**WORK REQUIRED**: Find each line below that contains the word "every" and copy those lines out in full.

**RECORDS PROVIDED**:
= = = = = = =
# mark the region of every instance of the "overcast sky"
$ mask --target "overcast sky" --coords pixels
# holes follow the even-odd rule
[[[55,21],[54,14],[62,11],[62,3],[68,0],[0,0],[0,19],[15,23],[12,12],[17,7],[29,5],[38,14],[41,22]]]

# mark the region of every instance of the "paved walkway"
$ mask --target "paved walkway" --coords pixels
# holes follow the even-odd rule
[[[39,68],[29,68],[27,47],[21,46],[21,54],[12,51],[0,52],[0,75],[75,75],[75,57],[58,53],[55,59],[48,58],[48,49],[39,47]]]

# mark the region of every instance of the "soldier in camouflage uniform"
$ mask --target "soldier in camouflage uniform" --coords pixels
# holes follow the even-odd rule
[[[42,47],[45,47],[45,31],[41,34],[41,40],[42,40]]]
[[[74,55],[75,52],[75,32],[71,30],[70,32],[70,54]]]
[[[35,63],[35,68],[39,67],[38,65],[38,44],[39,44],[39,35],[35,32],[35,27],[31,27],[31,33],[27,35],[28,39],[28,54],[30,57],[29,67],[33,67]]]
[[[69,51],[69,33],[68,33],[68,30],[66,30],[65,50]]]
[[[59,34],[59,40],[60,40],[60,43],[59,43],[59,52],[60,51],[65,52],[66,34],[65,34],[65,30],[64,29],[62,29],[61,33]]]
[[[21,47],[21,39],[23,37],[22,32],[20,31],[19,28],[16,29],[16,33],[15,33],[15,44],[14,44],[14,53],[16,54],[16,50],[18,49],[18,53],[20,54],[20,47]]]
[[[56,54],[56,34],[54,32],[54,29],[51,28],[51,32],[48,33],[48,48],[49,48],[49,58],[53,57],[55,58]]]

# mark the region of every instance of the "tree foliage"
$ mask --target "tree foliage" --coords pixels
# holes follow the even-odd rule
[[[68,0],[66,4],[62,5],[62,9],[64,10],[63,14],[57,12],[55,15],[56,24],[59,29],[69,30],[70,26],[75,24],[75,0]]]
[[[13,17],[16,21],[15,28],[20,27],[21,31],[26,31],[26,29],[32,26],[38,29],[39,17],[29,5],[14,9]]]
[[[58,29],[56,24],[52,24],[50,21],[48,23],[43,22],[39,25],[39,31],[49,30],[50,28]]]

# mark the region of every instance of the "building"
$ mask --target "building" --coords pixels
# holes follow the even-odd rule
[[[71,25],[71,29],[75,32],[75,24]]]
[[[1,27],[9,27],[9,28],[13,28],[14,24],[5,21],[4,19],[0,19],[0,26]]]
= = = = = = =
**OUTPUT OF THE TASK**:
# mark the region of every instance of the "overcast sky"
# mark the region of every instance of the "paved walkway"
# mark the region of every instance of the "soldier in camouflage uniform"
# mark the region of every instance of the "tree foliage"
# mark the region of every instance of the "building"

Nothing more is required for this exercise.